- SOURCE EXCERPT
####################
# 455 over 30 62 heads



## mbspeed (Sep 25, 2012)

Hi all I just had my 455 motor all rebuilt ready to go it s 455 30 over stroker with 30cc dished pistons 62 heads also rebuild no port work and a mild hyd roller cam 500 lift..this combo will run fine on pump gas....My big question is ... the shop that machined my motor and heads now wants to sell me some first gen edelbrock aluminum heads round ports around $1400 for the set not ported used but he will machine with new SS valves .. for this price It will not come with valve springs ...Is it worth it will there be a big power diff with out port work he says around 90hp .. I know edelbrock heads are around 2100 pair but this head is first gen and I will need to switch to round port exhaust ram air manifolds if it s around 90/100 hp I would go for it but I would need to know from you guys that run aluminum heads any regrets ????:cheers


----------



## BearGFR (Aug 25, 2008)
####################
- COMPLETE THE FOLLOWING
1 - List each part of the rebuilt engine that the first post in the 455 engine thread describes.
2 - Go on with the 455 engine thread from the point where it stops.
You won't need the lines that come after this.

- MATERIAL
####################
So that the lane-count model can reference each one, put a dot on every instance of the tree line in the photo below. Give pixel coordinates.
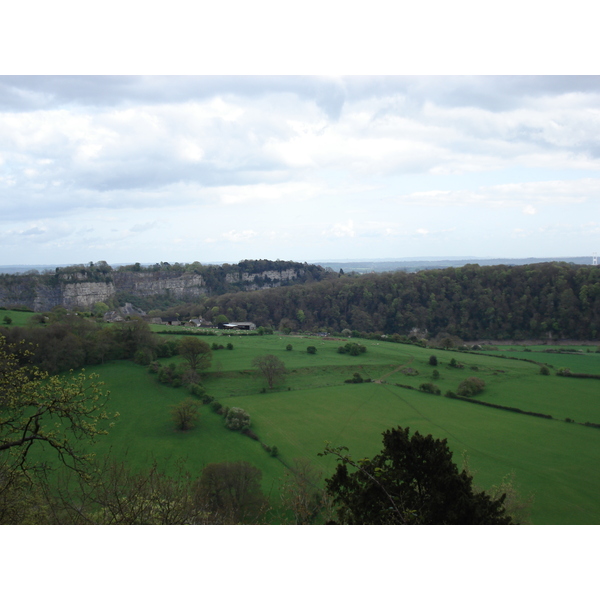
####################
- OUTPUTS
1 -
- A 455 bored 30 over, built as a stroker
- 30cc dished pistons
- 62 heads, rebuilt, with no port work
- A mild hydraulic roller cam with 500 lift

2 -
Hmmm... I think 90 HP is stretching things just a tad. Also, if your engine was built to run with those 62's you're going to want a little MORE compression with aluminum heads. Aluminum pulls heat out of the chamber a lot faster than iron, so you need (and can get by with) more compression to compensate. Also, be aware that true first generation E-heads had a "sub-optimal" spark plug orientation that hurt combustion efficiency a little. They aren't bad heads and they will make more power than what you have, I'm just not conviced that it'll be THAT much more. Sounds like to me the shop may have been "stuck" with these heads for a long time and they see you as an opportunity to unload them.

Swapping your 62's for basically "out of the box" 1st gen E-heads? Ehhh... I'd say you'd probably see somewhere in the vicinity of 30 HP gain, give or take.

Bear


----------



## mbspeed (Sep 25, 2012)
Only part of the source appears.